## Information supplied
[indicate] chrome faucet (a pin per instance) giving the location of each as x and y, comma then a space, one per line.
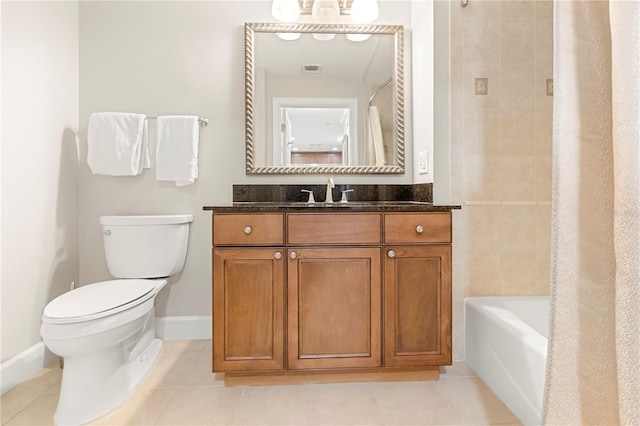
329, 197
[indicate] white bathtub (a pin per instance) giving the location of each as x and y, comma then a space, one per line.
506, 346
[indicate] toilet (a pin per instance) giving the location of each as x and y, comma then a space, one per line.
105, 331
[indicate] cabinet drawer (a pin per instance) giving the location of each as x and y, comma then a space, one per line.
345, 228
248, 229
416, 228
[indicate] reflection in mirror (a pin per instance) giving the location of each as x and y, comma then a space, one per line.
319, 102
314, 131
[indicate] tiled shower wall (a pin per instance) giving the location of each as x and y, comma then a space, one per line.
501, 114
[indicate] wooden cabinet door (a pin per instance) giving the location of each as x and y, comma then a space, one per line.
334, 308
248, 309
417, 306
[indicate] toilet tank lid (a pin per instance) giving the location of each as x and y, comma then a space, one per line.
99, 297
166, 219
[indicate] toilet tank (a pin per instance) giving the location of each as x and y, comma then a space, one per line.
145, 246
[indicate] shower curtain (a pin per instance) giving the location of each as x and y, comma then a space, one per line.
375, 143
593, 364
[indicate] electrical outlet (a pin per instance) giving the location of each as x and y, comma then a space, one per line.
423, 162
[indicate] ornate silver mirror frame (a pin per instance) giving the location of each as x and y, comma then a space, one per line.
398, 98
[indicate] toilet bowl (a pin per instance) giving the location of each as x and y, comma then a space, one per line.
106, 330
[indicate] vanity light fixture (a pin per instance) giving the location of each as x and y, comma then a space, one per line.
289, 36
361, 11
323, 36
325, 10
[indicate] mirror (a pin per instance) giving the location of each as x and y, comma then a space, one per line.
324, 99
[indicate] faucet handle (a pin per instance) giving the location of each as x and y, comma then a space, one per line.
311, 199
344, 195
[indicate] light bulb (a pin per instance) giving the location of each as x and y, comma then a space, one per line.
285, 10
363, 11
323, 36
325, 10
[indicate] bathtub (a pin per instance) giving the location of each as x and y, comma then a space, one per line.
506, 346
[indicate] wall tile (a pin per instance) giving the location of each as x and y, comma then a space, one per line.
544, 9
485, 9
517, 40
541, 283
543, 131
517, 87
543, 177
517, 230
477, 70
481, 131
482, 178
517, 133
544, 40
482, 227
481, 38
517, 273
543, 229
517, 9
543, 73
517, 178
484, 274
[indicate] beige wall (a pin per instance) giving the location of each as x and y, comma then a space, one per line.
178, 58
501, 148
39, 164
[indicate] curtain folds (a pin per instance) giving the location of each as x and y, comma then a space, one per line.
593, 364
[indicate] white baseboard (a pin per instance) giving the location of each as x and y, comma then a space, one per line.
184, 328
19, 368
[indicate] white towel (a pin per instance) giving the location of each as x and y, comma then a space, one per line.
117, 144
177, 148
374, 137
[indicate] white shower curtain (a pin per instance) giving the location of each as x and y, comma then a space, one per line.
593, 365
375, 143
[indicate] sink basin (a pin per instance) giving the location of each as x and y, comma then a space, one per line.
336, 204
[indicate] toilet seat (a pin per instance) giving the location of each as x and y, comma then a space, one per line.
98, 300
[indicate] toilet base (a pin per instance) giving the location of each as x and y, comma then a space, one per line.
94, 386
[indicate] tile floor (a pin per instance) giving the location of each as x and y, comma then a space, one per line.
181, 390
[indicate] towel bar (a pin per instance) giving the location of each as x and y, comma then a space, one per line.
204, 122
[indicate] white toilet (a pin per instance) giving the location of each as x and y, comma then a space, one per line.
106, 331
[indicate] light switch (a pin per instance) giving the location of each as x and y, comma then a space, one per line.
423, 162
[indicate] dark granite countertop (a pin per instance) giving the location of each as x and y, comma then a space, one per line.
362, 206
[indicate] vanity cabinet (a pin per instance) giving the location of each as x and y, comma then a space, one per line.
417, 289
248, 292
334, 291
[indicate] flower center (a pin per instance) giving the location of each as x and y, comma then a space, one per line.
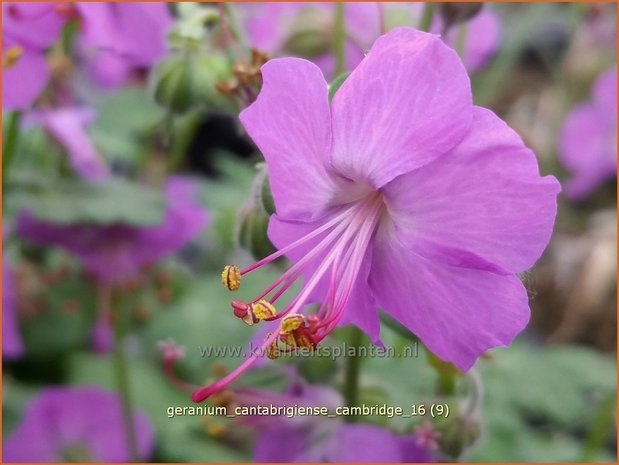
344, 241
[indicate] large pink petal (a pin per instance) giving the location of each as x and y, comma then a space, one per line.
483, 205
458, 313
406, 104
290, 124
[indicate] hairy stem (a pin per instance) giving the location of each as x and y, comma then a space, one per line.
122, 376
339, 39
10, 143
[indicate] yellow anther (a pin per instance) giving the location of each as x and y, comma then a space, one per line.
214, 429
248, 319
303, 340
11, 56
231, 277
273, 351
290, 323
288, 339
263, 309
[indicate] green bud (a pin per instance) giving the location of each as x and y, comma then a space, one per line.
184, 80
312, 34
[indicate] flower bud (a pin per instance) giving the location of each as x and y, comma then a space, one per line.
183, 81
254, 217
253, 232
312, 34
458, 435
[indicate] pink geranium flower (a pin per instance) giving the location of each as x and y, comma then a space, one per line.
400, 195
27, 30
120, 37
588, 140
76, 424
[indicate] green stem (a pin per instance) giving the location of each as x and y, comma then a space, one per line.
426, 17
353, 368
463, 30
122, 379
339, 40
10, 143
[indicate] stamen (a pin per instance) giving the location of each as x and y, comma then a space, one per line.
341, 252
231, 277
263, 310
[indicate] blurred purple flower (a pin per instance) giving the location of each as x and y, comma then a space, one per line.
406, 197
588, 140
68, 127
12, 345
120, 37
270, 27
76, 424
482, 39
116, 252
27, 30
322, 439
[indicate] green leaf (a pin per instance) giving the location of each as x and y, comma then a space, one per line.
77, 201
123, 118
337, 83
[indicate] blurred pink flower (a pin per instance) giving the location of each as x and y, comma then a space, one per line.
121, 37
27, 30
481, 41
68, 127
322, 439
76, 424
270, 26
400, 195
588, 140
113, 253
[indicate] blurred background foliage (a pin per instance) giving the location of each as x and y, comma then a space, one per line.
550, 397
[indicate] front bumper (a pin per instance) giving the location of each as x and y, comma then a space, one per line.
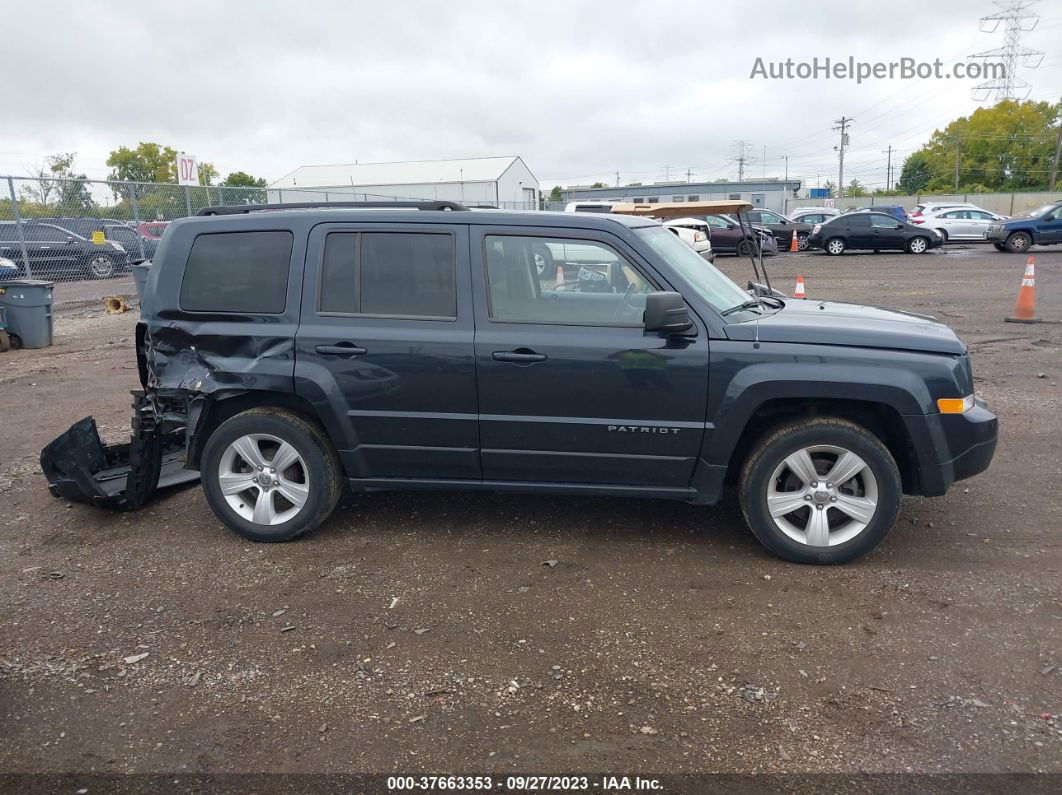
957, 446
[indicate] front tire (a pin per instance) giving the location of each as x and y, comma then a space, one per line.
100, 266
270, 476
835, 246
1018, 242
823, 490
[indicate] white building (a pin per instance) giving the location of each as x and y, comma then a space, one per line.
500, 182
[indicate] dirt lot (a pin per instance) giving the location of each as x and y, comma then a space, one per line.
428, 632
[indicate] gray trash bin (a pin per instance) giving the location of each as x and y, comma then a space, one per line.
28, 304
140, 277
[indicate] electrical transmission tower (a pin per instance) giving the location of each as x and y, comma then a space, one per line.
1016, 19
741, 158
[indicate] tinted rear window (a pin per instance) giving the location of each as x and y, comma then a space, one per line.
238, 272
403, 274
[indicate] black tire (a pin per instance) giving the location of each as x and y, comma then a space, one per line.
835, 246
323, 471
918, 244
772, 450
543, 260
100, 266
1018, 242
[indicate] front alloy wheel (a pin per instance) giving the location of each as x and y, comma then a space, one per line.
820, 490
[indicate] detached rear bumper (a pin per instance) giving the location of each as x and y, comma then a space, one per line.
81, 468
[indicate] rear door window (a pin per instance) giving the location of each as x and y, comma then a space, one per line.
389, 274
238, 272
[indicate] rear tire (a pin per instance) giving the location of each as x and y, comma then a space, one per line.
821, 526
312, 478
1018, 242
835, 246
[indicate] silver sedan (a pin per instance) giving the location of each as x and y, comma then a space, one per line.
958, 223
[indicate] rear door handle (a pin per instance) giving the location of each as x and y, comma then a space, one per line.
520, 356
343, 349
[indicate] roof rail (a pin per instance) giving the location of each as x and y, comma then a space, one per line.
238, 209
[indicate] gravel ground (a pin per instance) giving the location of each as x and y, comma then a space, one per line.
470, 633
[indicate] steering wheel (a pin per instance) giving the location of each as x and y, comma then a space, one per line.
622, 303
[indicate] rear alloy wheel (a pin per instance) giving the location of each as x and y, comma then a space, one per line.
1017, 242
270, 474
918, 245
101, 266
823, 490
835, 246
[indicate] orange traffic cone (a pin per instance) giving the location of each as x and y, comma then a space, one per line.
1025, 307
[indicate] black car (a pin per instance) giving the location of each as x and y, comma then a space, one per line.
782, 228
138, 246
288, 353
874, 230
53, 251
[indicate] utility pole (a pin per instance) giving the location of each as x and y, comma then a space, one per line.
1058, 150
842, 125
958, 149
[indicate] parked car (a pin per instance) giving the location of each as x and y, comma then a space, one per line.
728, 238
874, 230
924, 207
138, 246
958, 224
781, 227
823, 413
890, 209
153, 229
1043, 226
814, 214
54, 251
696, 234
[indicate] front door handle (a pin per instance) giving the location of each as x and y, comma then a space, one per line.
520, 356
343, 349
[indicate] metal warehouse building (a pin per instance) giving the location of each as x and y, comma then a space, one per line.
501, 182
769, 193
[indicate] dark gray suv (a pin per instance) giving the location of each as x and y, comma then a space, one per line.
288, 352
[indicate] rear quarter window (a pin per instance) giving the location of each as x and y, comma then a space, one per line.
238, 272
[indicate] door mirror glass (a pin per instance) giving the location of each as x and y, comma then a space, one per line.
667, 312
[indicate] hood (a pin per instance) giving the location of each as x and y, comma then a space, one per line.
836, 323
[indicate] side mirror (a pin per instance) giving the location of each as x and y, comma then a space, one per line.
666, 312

* * *

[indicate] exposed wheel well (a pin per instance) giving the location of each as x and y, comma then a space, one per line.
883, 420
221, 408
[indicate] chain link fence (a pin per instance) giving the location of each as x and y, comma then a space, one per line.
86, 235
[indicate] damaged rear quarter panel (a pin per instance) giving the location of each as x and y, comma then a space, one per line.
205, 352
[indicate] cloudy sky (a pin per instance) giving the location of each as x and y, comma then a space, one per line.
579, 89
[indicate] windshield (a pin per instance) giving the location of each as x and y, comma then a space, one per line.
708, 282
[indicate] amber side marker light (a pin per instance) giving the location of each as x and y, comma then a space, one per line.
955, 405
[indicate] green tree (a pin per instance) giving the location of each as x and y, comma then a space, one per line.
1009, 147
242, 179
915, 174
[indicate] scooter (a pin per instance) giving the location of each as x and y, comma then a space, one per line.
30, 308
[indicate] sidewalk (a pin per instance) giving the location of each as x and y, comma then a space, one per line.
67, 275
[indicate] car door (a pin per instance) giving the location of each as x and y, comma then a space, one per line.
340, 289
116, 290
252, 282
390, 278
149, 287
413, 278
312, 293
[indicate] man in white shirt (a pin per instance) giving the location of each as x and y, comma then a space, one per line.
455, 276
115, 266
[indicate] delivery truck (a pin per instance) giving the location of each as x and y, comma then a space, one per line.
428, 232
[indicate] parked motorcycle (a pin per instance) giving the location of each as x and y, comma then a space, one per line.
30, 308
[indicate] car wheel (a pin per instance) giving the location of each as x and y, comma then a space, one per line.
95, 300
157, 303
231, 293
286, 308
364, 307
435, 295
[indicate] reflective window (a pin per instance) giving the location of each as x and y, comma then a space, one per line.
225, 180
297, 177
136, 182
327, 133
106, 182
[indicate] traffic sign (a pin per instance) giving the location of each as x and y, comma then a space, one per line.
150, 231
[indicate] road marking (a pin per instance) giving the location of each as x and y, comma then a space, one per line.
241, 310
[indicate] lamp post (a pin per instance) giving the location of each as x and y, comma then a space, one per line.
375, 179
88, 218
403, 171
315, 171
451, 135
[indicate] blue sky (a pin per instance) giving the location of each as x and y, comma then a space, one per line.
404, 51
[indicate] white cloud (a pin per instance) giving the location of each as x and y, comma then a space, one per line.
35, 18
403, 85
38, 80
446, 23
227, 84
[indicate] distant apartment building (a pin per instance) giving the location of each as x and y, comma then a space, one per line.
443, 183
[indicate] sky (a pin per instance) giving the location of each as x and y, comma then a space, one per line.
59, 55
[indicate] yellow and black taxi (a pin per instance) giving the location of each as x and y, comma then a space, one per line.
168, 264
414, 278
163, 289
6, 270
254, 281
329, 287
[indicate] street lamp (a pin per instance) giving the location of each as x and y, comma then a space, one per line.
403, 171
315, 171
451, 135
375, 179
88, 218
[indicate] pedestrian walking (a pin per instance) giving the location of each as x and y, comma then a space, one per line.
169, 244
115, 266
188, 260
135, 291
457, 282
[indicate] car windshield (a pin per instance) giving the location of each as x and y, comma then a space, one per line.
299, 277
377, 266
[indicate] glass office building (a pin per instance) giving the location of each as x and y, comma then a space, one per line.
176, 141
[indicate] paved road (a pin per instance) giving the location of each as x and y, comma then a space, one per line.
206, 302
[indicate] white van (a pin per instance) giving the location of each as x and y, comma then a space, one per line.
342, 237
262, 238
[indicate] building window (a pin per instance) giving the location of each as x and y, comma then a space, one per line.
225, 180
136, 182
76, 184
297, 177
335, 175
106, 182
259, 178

## Direction
Copy every line of the rows above that contains the word "door".

## Final result
[indicate] wooden cabinet door (a pin per instance) giving the location of each as x and y, comma then a space, one per line.
[indicate] rear door window (a pin per instance) giving the location of each as x and y, comma then a space, one per line.
[indicate] rear door handle (a pin per instance) giving the location of each as x and y, comma then a space, one per line.
[indicate] front door handle (a pin per instance) giving the location of each as x and y, comma then a space, one per line.
[indicate] door mirror glass (a pin per instance) giving the location of each as x and y, comma then a space, one per line.
[indicate] car door (a pin per instance) giving the location of each as x and y, comma then a space, one per line.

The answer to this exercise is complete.